■ What the task requires ■
Copy out the records that appear below, exactly as each one reads.

Top of Exercise data

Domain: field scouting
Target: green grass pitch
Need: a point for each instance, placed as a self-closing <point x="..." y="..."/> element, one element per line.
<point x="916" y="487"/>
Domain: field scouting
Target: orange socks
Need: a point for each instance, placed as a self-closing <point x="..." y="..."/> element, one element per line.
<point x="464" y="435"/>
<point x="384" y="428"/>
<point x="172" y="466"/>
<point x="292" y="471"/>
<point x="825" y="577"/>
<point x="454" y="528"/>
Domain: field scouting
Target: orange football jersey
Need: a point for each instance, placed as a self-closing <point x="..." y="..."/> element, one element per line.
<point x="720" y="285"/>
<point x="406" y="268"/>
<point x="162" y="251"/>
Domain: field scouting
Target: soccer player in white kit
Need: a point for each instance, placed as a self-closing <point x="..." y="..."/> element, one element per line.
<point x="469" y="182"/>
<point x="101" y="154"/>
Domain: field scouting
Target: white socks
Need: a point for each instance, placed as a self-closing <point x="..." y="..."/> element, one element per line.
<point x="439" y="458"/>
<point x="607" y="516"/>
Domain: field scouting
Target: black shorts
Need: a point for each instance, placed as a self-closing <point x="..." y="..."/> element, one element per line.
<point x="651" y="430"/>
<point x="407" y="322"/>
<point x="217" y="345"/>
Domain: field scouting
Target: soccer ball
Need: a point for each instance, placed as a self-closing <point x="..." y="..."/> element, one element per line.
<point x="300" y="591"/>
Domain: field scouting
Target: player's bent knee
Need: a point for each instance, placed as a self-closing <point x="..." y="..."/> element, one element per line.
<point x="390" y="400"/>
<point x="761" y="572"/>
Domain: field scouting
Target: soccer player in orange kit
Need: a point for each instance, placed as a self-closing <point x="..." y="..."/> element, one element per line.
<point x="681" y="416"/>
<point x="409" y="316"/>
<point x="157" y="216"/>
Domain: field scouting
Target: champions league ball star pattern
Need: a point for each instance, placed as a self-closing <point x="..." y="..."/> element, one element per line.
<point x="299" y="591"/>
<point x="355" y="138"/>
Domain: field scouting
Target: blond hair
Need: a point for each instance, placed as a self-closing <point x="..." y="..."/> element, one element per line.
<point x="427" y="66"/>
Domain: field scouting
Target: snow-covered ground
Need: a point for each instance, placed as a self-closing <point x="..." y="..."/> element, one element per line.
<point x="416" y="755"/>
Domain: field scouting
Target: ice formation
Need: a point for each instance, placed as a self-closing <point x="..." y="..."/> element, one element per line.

Bottom of Exercise data

■ Answer to this problem ■
Domain: field scouting
Target: green grass pitch
Need: a point for each instance, placed as a self-closing <point x="..." y="..."/> element, one element per line.
<point x="916" y="487"/>
Domain: field scouting
Target: orange socks
Need: a point for each instance, placed as a self-closing <point x="..." y="..."/> element, one element per line.
<point x="464" y="435"/>
<point x="384" y="428"/>
<point x="172" y="466"/>
<point x="292" y="471"/>
<point x="825" y="577"/>
<point x="454" y="528"/>
Domain: field scouting
Target: orange football jersey
Need: a point for each instance, placed as a self-closing <point x="..." y="..."/> element, one element per line.
<point x="720" y="285"/>
<point x="406" y="268"/>
<point x="162" y="251"/>
Domain: field scouting
Target: soccer player in white kit
Need: a point for each instance, placed as a self-closing <point x="..." y="..."/> element, one element per line.
<point x="469" y="182"/>
<point x="101" y="154"/>
Domain: field scouting
Target: white socks
Need: a point for each instance, placed as a self-closing <point x="..." y="..."/> element, one element per line.
<point x="439" y="458"/>
<point x="607" y="516"/>
Domain: field scouting
Target: black shorts
Need: a point for each instance, placed as a self-closing <point x="..." y="..."/> element, one element per line.
<point x="651" y="430"/>
<point x="407" y="322"/>
<point x="217" y="345"/>
Domain: field scouting
Target: soccer ball
Need: a point for each instance, placed as a self-closing <point x="..." y="..."/> element, one element per line.
<point x="300" y="591"/>
Domain: field scouting
Target: player's bent knee
Need: a point for each instance, placed as a self-closing <point x="..." y="..."/> element, one element per line.
<point x="390" y="400"/>
<point x="761" y="572"/>
Domain: field scouting
Target: soccer player in orange kit
Need: a point for each instance, placed as a self-closing <point x="..." y="..."/> element, one element per line.
<point x="681" y="416"/>
<point x="409" y="316"/>
<point x="157" y="216"/>
Domain: field scouting
Target: champions league ball star pattern
Need: a point for each instance, placed as a self-closing <point x="..." y="..."/> element, one element per line.
<point x="299" y="591"/>
<point x="355" y="138"/>
Domain: field scouting
Target: blond hair
Need: a point for each instance, placed as a self-closing <point x="..." y="..."/> element, one element per line.
<point x="427" y="66"/>
Domain: field scouting
Target: snow-covered ground
Need: a point for each instance, placed as a self-closing <point x="..." y="..."/> element, one element per line.
<point x="416" y="755"/>
Domain: field scouting
Target: ice formation
Need: a point for each instance, placed as a self-closing <point x="..." y="..."/> element, one element per line.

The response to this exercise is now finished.